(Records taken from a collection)
>>

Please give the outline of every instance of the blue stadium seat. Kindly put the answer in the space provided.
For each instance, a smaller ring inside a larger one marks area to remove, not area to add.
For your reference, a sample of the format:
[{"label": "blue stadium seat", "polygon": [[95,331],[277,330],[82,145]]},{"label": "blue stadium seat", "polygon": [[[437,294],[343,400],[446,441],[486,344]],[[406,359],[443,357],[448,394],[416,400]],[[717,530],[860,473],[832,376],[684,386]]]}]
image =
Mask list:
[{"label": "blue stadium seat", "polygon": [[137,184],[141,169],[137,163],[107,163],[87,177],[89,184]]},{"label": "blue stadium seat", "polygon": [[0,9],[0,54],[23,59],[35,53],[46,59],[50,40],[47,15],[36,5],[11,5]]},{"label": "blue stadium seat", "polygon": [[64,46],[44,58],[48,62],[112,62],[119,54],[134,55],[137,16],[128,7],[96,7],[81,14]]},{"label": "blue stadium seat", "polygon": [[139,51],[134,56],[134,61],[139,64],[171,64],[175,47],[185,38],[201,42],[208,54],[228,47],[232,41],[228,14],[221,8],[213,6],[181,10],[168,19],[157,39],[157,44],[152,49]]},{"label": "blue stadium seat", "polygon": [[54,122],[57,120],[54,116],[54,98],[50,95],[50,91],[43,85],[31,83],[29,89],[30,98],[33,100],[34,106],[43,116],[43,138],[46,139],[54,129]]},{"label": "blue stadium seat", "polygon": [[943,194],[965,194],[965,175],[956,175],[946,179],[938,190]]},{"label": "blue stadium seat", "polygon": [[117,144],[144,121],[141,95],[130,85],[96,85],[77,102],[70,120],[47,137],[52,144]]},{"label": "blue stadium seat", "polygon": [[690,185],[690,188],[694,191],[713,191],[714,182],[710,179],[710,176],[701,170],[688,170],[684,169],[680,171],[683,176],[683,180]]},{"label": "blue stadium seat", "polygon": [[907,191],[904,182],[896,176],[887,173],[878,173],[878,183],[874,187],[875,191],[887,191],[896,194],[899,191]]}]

<<
>>

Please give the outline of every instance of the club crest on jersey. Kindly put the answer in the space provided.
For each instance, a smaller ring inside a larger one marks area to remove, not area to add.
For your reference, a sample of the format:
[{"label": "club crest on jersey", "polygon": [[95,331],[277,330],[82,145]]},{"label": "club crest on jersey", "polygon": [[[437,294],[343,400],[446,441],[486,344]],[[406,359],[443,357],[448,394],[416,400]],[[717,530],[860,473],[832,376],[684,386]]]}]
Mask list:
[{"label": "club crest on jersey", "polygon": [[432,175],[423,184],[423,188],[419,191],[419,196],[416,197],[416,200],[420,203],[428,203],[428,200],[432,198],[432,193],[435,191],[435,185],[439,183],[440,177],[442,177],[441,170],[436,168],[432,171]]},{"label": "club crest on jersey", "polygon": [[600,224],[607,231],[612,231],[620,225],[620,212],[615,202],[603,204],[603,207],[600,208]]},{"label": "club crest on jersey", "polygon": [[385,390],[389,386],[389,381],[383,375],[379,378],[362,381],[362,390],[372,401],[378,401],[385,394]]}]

<<

Which lines above contain the word "Please"? Pull out each of those lines in full.

Please give the outline of every instance of the blue stadium seat. Kindly put the answer in the space provided.
Please give the outline of every instance of the club crest on jersey. Kindly put the answer in the space provided.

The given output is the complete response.